— Instruction —
Reproduce only the items from the line containing "Target: gas stove" through the end of the items, switching "banana bunch" to "bunch of bananas" and leaving everything else unchanged.
====== Given data
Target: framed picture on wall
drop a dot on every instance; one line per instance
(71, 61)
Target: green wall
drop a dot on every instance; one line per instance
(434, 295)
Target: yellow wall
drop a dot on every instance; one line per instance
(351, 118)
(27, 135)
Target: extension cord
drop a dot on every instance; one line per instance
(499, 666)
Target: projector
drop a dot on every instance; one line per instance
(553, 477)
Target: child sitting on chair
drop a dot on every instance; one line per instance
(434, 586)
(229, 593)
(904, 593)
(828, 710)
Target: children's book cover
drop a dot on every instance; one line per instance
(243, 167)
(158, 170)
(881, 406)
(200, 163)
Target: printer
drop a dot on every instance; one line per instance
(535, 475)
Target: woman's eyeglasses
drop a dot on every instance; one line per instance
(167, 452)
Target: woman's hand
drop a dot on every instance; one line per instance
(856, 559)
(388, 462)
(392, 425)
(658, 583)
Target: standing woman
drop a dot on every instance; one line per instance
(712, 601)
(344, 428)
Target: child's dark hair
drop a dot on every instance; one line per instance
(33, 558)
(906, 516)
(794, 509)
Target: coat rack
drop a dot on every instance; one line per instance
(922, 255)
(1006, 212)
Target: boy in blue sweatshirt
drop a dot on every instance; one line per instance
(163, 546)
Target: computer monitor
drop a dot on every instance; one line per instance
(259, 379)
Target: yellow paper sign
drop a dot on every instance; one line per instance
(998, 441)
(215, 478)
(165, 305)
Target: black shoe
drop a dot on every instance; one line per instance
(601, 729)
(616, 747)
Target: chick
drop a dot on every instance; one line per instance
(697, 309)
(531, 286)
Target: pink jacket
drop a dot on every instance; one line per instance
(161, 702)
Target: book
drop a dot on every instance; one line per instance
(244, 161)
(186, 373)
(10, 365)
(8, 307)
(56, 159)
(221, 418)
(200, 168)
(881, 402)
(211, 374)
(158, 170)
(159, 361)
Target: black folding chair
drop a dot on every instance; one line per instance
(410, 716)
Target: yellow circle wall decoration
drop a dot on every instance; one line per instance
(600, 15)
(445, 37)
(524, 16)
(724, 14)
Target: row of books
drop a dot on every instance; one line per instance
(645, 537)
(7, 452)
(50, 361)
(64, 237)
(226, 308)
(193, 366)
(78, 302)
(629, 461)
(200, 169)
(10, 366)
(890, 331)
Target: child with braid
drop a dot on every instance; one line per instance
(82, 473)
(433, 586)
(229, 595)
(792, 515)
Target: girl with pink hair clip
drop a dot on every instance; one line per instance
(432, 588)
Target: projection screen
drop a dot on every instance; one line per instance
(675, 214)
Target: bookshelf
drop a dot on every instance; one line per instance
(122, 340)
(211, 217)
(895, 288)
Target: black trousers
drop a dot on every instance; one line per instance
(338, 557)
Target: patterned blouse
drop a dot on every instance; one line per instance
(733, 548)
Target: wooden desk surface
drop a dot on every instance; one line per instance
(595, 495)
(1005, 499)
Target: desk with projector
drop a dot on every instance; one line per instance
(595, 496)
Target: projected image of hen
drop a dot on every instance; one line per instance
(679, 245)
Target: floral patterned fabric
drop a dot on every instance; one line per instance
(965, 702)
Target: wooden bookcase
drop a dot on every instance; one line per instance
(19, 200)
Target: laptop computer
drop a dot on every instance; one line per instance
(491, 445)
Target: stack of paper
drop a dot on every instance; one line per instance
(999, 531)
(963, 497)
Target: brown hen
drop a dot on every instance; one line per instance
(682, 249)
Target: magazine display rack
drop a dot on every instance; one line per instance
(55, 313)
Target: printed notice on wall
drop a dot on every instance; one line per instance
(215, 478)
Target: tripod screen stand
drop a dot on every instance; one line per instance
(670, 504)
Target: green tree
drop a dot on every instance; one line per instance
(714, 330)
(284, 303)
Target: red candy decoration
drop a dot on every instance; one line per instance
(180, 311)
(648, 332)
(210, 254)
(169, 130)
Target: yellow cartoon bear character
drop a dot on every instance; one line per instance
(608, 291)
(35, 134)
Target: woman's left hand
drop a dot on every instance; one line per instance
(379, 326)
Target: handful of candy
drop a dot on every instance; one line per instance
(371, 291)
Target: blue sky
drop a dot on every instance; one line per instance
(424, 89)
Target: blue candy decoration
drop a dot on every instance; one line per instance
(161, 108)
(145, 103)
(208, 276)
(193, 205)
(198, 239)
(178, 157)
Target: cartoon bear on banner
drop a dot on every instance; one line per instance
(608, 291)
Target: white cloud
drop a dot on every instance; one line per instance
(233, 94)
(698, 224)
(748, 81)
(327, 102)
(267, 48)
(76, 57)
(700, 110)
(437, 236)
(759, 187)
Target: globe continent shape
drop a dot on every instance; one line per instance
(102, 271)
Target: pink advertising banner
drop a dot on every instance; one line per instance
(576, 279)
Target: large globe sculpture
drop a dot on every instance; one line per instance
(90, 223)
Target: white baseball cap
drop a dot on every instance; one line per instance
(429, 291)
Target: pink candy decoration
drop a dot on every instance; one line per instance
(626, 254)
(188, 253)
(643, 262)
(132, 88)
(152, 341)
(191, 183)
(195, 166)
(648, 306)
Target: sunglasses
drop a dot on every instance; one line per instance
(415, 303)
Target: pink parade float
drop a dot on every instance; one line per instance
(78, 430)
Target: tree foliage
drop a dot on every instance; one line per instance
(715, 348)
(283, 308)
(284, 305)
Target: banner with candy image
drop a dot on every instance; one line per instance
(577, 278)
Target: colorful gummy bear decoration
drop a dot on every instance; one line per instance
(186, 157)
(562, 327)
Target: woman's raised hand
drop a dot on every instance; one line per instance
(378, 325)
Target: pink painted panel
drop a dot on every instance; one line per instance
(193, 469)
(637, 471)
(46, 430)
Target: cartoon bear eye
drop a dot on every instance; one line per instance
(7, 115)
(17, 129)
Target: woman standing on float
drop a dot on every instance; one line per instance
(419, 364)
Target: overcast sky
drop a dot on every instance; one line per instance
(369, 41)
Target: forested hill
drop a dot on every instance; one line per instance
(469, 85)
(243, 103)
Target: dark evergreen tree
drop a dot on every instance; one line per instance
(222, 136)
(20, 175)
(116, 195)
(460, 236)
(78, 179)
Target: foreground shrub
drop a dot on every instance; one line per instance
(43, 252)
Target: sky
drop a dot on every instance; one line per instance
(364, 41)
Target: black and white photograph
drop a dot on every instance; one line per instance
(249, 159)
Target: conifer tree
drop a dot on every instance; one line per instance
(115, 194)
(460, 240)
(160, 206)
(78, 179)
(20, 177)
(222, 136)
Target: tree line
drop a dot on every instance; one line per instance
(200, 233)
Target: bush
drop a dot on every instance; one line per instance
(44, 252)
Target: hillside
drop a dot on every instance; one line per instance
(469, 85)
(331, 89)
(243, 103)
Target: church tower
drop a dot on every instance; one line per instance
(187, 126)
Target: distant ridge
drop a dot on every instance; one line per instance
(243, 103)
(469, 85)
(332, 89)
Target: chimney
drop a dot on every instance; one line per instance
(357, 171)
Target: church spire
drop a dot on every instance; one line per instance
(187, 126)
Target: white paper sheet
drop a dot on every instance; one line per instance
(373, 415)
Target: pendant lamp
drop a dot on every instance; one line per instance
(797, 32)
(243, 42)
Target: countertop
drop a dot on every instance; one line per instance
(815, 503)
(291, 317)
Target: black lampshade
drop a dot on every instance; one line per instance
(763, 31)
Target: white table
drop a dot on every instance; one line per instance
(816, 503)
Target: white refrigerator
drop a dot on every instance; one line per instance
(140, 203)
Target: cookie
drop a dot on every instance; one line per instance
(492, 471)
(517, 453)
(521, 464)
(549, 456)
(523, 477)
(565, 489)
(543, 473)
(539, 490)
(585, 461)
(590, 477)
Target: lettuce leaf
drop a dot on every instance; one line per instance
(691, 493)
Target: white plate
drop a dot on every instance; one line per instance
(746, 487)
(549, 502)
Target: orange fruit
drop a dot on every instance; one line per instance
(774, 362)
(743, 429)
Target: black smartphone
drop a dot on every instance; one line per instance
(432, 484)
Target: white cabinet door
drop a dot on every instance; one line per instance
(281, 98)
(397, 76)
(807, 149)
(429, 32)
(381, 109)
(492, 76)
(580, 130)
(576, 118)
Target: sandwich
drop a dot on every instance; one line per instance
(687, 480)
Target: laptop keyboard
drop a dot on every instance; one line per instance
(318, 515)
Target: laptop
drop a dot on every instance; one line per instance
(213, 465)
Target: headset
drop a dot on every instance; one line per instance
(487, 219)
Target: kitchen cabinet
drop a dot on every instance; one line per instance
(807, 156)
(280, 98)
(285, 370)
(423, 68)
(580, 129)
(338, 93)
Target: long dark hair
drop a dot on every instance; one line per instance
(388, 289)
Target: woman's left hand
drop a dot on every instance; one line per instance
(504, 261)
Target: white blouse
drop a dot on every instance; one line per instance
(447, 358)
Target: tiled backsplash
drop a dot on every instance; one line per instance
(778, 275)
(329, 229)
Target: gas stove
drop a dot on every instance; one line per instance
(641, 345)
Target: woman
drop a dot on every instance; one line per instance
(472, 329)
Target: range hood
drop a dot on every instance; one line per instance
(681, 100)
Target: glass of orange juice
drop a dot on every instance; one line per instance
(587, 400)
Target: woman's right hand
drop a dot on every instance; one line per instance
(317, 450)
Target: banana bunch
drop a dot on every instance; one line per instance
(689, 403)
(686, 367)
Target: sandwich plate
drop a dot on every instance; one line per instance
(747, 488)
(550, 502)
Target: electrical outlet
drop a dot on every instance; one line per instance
============
— Answer to the problem —
Target: gas stove
drop a dot on every instance; one line per instance
(641, 345)
Target: woman
drop a dot on every instance; one line per instance
(472, 329)
Target: range hood
drop a dot on every instance; one line per instance
(681, 100)
Target: glass of orange juice
drop a dot on every instance; one line per instance
(587, 400)
Target: woman's right hand
drop a dot on every instance; one line per instance
(317, 450)
Target: bunch of bananas
drop a dot on every instance; one line per instance
(689, 403)
(686, 367)
Target: sandwich plate
drop a dot on every instance; one line per instance
(747, 488)
(550, 502)
Target: electrical outlet
drop a dot on every instance; one line per instance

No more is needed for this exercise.